◆ **Work item**:
What the task requires is an exact printout of the listing below, pictures excluded.

____________________

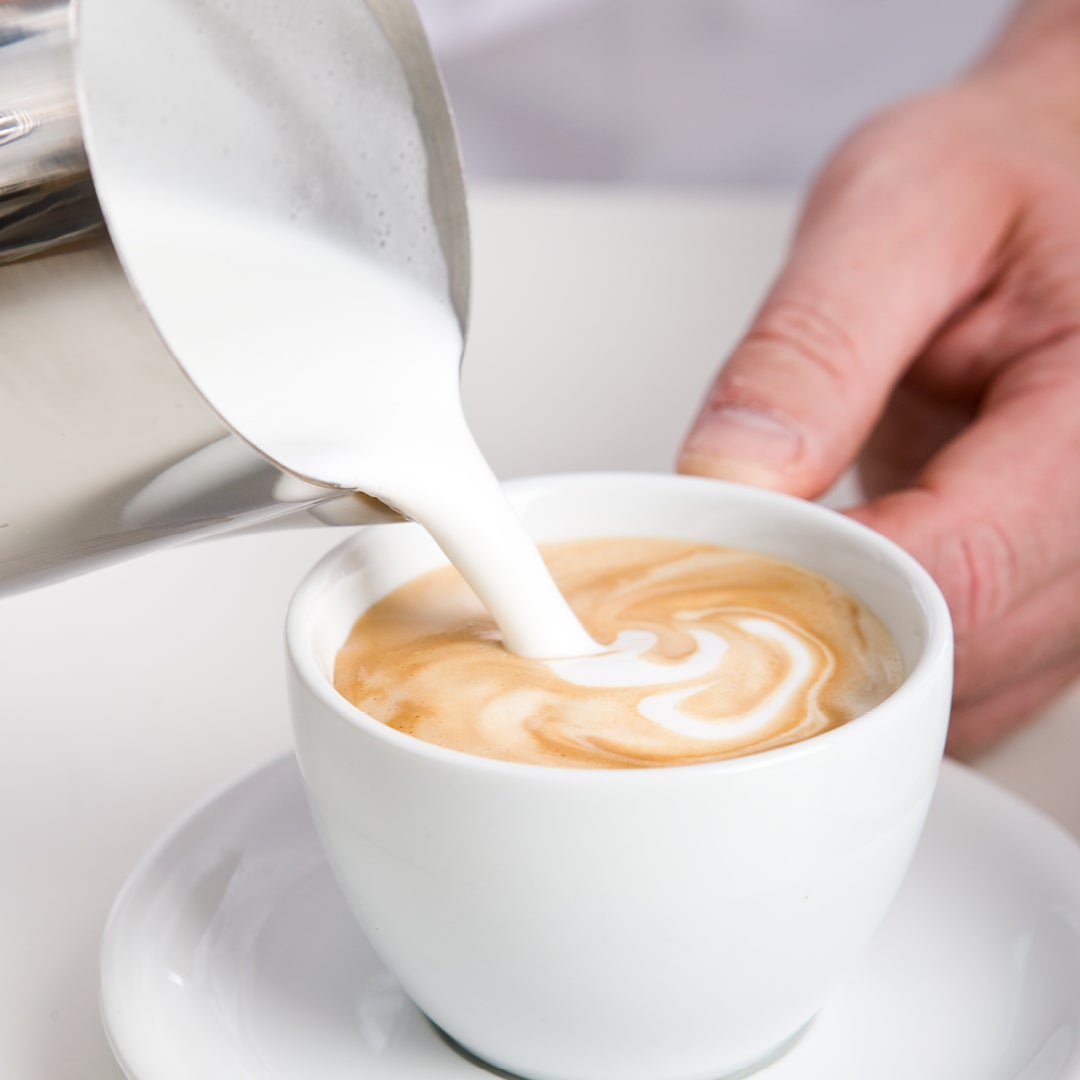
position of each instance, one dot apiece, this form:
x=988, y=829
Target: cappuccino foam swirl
x=712, y=652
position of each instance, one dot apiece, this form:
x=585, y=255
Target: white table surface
x=129, y=693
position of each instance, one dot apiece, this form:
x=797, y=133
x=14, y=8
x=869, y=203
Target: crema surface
x=710, y=652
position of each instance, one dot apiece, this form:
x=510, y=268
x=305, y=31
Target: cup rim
x=936, y=650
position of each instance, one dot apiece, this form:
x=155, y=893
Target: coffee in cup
x=647, y=923
x=711, y=652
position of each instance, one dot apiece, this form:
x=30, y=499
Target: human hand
x=928, y=323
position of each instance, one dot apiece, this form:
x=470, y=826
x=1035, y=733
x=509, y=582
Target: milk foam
x=347, y=373
x=270, y=188
x=625, y=665
x=712, y=652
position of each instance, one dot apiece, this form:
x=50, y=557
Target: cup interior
x=880, y=575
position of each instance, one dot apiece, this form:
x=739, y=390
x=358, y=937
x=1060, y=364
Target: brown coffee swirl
x=713, y=652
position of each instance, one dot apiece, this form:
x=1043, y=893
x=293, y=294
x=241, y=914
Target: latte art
x=711, y=652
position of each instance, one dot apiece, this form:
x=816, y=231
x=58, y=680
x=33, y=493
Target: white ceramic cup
x=673, y=923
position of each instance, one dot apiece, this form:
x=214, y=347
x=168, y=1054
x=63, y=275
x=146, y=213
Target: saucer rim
x=1045, y=839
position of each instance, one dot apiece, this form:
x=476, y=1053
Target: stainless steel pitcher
x=105, y=441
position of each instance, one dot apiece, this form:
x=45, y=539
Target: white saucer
x=231, y=956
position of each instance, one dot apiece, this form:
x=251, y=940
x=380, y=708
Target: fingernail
x=741, y=444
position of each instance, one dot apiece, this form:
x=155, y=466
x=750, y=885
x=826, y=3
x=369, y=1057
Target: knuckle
x=805, y=336
x=979, y=574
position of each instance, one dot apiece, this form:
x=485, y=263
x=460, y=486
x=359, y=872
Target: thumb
x=896, y=235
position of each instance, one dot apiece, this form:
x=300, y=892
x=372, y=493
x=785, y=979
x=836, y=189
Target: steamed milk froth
x=711, y=652
x=346, y=372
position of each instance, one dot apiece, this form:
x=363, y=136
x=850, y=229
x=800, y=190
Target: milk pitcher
x=328, y=116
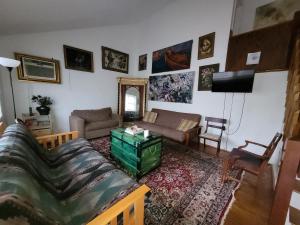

____________________

◆ **Task response**:
position of each instance, one dot apiece, this form:
x=988, y=829
Target: cappuccino foam swirl
x=712, y=652
position of each instance, one dot apiece, this form:
x=585, y=255
Target: white table surface
x=129, y=693
position of each instance, one dot apiece, this form:
x=797, y=133
x=14, y=8
x=869, y=203
Target: crema surface
x=710, y=652
position of each instance, one dot apiece, this form:
x=510, y=268
x=305, y=31
Target: cup rim
x=936, y=650
position of each instance, one dot apiece, this form:
x=155, y=893
Target: coffee in cup
x=647, y=923
x=711, y=652
position of each instance, one dot apiece, this form:
x=30, y=499
Target: human hand
x=928, y=323
position of each instance, one dot apiece, this form:
x=470, y=826
x=1035, y=733
x=509, y=582
Target: milk foam
x=347, y=373
x=270, y=188
x=625, y=665
x=712, y=652
position of each instance, one dot apiece, this form:
x=50, y=557
Target: cup interior
x=880, y=575
position of each instance, one dot apiece, this form:
x=739, y=390
x=358, y=937
x=1060, y=364
Target: brown coffee swirl
x=713, y=652
position of each instance, one dot apiece, this form:
x=1043, y=893
x=293, y=294
x=241, y=914
Target: latte art
x=711, y=652
position of each instance, one dot apiece, this form:
x=816, y=231
x=58, y=680
x=33, y=493
Target: white ceramic cup
x=673, y=923
position of each instance, one dot apiece, this form:
x=214, y=347
x=168, y=1054
x=63, y=275
x=146, y=213
Target: saucer rim
x=1045, y=839
position of each instance, one dot apiece, this form:
x=476, y=1053
Target: stainless steel pitcher
x=105, y=441
position of each instance, one dot apiece, this form:
x=45, y=539
Target: white saucer
x=231, y=956
position of each instance, one dot apiece, this form:
x=251, y=940
x=380, y=708
Target: fingernail
x=741, y=444
position of each instance, one dot apiece, this form:
x=155, y=466
x=750, y=885
x=826, y=3
x=369, y=1057
Target: knuckle
x=805, y=336
x=979, y=574
position of each instance, one dot apiece, this form:
x=485, y=263
x=460, y=486
x=359, y=872
Target: thumb
x=896, y=235
position of each instance, one dot apiece, this form:
x=300, y=892
x=372, y=493
x=785, y=979
x=836, y=189
Target: steamed milk froth
x=711, y=652
x=346, y=372
position of each instance, one dot apiece, this form:
x=363, y=136
x=850, y=229
x=800, y=190
Target: milk pitcher
x=328, y=116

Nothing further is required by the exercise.